◆ Excerpt ◆
________________

Even MINExpo is dominated by one question: will the current US economy meltdown affect mining?
Even the thoughtful mining blogs are focused on how US economic woes will affect mining.
The reputable news channels report opinions that assure attendees mining will not be affected.
Boil it to the essence and there are but three messages in the mass of talk and reporting:
- Demand from China and India will continue strong and will keep metals mining robust.
- The US will still need electricity and that will keep coal mining expanding.
- Demand for mining equipment may fall, causing a reduction in long delivery times.
I cannot be so straight-forwardly optimistic about the China/India theory. There is something troubling about the idea that mining will continue its Supercycle performance because of two fundamentally flawed countries. A worse thought is that the resuscitation of the US economy depends on consumption in China and India. Which bad thought highlights just how flawed is the notion that miners can stop worrying because they believe in the soundness of China and India.
I do not doubt that coal will still be mined to produce electricity. But again the thought that the US economy will prosper because long trains still run the vast flat distances of Wyoming, highlights the fallacy of relying on one train to remain optimistic.

________________

◆ Work task 1 ◆
List the messages that the text on mining and the US economy identifies as the essence of the talk and reporting at MINExpo.
◆ Work task 2 ◆
Proceed with the text on mining and the US economy, picking up after its final sentence.

Region pointing data
________________

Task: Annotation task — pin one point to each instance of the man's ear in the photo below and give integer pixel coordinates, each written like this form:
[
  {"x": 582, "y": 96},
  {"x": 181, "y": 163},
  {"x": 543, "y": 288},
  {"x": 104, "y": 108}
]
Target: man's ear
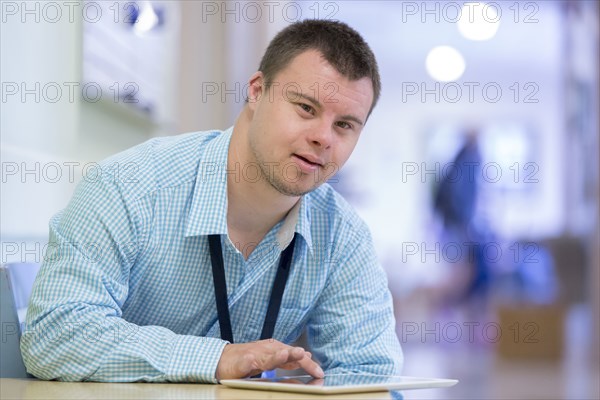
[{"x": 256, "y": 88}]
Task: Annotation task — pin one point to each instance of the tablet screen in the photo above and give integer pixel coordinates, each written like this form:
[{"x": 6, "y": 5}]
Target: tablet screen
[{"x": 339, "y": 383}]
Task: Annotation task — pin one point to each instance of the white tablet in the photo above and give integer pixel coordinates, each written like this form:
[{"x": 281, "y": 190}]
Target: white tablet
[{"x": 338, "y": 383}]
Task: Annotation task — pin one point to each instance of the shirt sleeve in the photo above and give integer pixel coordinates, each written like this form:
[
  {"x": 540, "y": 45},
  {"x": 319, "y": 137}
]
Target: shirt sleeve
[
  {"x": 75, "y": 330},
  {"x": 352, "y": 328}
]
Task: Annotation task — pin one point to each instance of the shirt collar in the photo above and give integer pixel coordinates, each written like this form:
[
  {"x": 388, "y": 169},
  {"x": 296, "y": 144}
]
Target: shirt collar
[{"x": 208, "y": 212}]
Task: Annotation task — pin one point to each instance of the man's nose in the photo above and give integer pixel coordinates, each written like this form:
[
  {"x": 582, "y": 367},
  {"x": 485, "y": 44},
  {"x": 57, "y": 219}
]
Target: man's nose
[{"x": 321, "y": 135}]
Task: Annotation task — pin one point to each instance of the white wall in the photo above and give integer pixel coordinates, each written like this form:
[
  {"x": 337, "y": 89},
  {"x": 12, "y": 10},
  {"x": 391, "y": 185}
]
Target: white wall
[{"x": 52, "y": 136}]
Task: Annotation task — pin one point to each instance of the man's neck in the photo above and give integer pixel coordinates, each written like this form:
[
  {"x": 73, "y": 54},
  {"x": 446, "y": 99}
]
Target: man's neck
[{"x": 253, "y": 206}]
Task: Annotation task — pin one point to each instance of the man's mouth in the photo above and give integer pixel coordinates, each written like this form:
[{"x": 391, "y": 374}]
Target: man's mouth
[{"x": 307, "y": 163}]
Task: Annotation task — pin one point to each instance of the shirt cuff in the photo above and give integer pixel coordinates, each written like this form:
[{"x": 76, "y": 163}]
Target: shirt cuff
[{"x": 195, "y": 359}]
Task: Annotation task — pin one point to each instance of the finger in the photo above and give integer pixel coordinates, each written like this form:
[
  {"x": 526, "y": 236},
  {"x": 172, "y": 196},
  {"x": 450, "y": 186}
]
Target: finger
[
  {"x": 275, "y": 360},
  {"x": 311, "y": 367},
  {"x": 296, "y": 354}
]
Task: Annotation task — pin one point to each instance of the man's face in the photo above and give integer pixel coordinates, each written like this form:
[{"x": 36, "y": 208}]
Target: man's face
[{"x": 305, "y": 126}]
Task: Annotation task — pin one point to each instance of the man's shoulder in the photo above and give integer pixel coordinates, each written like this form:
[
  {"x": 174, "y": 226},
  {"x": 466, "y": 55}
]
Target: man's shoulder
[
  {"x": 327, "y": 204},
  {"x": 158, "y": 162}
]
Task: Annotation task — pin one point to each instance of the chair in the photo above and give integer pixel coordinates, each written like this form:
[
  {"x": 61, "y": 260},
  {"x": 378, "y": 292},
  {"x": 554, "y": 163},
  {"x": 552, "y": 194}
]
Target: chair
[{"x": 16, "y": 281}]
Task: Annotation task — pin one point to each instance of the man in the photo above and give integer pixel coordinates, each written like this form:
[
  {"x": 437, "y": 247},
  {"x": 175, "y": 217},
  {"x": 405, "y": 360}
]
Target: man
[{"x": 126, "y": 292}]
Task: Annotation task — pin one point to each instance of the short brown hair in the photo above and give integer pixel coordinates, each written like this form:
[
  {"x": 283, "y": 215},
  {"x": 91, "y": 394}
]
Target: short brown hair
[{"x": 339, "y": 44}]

________________

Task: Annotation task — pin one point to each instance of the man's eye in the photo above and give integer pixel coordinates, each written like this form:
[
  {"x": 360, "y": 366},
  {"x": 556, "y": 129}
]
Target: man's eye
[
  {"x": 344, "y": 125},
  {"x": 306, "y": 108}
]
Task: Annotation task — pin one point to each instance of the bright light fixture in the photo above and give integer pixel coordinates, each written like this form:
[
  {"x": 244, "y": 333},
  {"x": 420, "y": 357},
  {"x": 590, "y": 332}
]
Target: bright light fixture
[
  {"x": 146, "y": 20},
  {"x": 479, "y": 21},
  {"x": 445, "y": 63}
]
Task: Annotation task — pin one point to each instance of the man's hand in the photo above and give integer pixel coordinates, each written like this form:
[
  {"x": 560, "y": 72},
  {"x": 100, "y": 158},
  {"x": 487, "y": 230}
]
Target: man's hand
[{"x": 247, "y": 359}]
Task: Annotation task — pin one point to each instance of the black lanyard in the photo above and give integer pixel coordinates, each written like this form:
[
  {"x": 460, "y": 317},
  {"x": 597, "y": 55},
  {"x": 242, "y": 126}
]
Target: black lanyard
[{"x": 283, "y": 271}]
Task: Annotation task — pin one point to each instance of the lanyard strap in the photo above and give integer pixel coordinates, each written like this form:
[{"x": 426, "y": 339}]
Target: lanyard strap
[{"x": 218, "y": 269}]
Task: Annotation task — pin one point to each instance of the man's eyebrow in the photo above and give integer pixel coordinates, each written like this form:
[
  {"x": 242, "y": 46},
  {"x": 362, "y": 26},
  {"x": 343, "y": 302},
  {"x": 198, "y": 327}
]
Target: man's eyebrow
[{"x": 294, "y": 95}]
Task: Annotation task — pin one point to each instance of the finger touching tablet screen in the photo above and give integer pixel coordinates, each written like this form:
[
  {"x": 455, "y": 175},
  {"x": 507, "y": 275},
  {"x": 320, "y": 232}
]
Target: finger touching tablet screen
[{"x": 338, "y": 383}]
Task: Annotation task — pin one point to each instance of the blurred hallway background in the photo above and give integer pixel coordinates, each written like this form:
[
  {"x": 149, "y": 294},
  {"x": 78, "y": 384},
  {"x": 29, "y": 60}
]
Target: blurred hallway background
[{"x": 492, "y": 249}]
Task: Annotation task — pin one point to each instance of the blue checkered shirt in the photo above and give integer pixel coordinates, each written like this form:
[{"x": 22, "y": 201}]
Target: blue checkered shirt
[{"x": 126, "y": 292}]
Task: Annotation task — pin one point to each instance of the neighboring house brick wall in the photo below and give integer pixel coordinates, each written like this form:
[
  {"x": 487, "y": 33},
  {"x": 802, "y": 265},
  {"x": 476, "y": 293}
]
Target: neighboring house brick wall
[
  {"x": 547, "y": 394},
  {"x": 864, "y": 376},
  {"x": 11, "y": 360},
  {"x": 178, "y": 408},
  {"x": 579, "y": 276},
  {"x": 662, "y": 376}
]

________________

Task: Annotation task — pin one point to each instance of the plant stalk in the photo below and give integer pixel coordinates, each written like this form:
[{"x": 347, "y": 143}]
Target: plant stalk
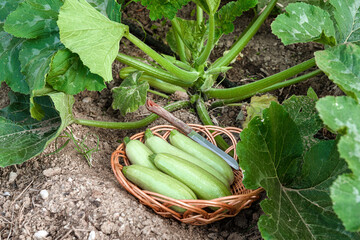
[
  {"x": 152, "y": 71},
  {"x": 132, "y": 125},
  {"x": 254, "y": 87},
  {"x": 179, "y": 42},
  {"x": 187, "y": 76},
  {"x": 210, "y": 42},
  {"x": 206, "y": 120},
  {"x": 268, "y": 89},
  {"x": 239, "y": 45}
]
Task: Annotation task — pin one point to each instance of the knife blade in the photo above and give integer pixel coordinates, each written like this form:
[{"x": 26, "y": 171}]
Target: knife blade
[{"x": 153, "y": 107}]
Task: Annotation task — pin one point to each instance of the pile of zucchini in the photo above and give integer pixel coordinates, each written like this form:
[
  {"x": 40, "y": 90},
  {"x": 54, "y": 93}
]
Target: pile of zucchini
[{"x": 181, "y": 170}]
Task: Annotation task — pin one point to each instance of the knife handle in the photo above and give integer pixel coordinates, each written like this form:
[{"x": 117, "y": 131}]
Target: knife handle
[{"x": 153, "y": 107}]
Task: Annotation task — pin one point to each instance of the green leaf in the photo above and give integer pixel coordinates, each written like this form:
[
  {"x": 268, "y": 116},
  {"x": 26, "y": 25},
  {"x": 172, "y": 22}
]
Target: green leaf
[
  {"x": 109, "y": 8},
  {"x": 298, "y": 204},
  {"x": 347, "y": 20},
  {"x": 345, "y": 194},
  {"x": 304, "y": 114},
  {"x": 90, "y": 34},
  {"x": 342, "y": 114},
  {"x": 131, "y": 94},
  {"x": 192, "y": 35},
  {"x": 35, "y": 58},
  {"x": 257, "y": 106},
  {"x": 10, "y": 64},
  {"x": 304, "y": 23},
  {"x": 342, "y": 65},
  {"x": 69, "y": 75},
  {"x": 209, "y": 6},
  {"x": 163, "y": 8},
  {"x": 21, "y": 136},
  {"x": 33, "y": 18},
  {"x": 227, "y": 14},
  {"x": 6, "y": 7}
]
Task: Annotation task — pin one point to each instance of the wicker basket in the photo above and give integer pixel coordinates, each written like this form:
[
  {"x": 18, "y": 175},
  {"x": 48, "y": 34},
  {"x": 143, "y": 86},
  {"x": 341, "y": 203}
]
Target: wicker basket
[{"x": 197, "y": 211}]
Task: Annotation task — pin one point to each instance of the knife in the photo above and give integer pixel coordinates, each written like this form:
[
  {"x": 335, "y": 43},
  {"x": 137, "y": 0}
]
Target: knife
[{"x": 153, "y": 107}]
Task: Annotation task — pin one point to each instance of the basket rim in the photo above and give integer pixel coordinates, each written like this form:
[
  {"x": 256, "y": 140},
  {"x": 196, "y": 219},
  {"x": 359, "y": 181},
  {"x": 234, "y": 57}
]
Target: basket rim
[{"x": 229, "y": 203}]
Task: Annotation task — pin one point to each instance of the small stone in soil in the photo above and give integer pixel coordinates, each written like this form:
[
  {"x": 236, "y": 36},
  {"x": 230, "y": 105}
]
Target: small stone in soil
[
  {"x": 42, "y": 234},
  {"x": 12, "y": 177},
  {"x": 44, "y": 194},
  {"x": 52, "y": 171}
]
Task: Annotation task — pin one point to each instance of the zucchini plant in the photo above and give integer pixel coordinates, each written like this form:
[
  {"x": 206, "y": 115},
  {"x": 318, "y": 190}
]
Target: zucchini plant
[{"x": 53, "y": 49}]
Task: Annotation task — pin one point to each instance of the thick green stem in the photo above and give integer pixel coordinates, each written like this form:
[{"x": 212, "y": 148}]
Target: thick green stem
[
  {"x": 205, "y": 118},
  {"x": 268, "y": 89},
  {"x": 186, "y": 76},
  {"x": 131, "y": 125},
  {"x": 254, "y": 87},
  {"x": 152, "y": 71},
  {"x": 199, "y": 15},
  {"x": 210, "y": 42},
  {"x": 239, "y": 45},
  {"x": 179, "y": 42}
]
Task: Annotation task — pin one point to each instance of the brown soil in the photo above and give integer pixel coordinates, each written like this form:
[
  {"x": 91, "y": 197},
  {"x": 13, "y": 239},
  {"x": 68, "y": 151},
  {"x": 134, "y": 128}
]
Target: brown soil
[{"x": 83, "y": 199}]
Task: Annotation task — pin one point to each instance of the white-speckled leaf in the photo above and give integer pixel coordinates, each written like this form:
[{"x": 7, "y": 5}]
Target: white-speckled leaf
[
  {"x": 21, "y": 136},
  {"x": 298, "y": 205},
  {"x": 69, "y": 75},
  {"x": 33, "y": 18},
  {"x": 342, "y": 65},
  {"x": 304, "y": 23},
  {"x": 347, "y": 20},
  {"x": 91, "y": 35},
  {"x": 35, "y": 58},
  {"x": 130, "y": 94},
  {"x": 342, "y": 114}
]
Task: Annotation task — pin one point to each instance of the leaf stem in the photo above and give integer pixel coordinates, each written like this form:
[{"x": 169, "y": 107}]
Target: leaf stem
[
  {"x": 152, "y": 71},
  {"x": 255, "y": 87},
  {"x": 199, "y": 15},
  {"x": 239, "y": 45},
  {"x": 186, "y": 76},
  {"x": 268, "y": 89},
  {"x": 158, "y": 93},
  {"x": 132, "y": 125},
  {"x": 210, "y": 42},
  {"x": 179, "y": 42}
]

________________

◆ Expected answer 1 ◆
- Demand from China and India will continue strong and will keep metals mining robust.
- The US will still need electricity and that will keep coal mining expanding.
- Demand for mining equipment may fall, causing a reduction in long delivery times.

◆ Expected answer 2 ◆
If your share portfolio includes a healthy percentage of mining equipment manufacturers, the continued demand for mining equipment is good news. If you are still waiting for equipment delivery, the reduction of waiting times, is good news. A new truck and tyres that come months earlier than anticipated may indeed boost profits and contribute to continued Supercycle good times. But buoy up a whole economy; that is an absurd idea.
There are a reported 40,000 people at MINExpo. In spite of this impressive attendance, the mining industry is but a small part of the US economy. Mining is a greater part of the Canadian economy, but Canada is so sparsely populated that US economic woes soon whiplash Canada. So unless you are into uranium and potash in Saskatchewan and oil sands in Alberta, you need be careful about mining optimism based on US economics.
At dinner last night, a smart old civil engineering professor reminded me that in the 1930s, construction of roads and dams pulled them out. And he proceeded to remind me that the US infrastructure, its road and bridges and dams are in great need of upgrade. He predicted we will have to focus government funding on public works to repair our infrastructure to get the economy going again.
But as quickly as his idea lifted spirits, a dour old Scotsman opined that only a vast war got the US economy going again. He added a coda that maybe the war on terror and Iraq and Afghanistan and maybe one or two more against Pakistan and North Korea could set us straight again.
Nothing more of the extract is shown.